Exercise brief:
Gather every line of the items below that contains the string "from", and copy each one out in full. Match case exactly.

Records provided:

===============

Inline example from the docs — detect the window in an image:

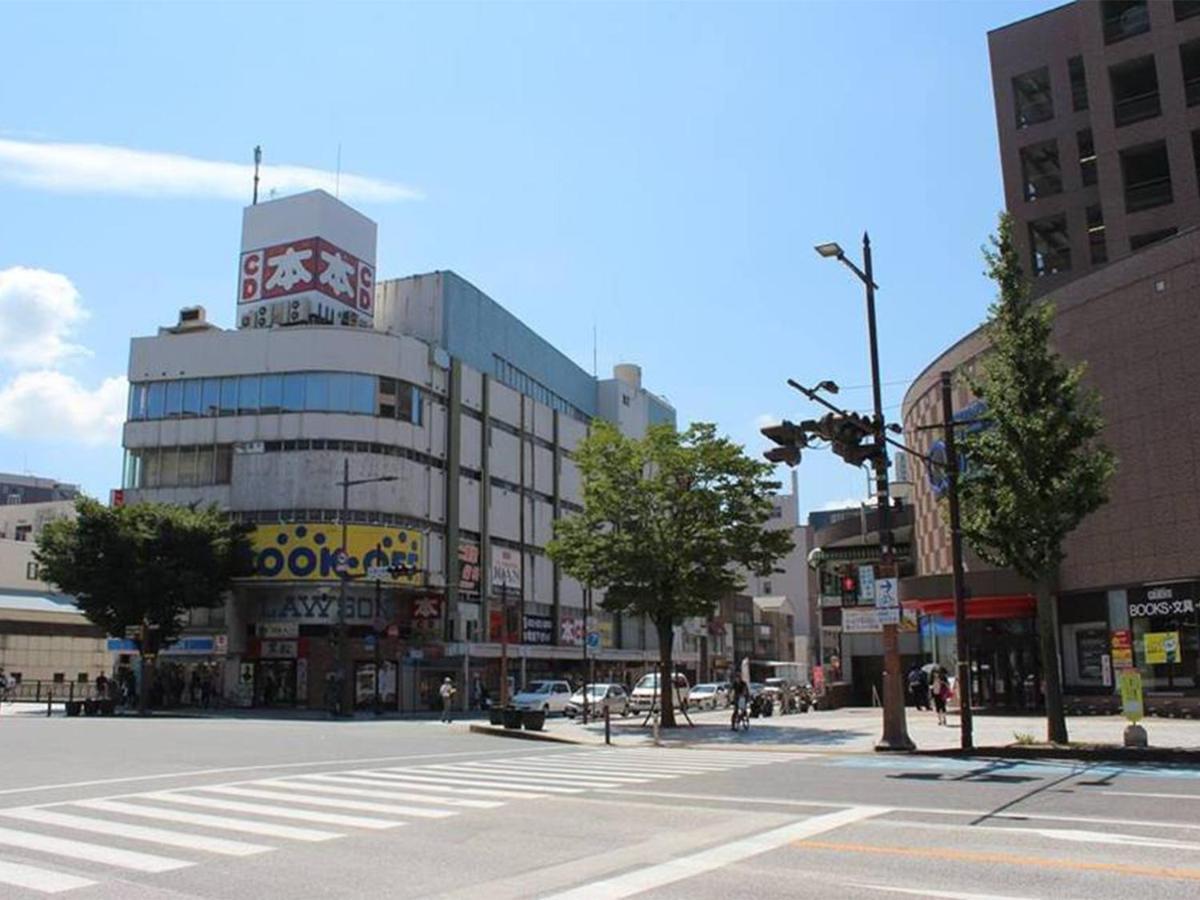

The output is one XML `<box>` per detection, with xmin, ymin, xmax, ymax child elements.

===============

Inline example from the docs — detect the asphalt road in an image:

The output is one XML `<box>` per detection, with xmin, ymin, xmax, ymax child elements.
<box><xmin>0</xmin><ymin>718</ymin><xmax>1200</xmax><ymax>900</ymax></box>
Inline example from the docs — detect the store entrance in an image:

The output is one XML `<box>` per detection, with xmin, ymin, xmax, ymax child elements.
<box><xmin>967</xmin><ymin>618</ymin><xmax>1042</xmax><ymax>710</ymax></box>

===============

Full response:
Inline example from the docs — detect the window in an image:
Inline example from the docs — detect the asphalt road in an image:
Inline example from the docs — detect the store entrance in an image:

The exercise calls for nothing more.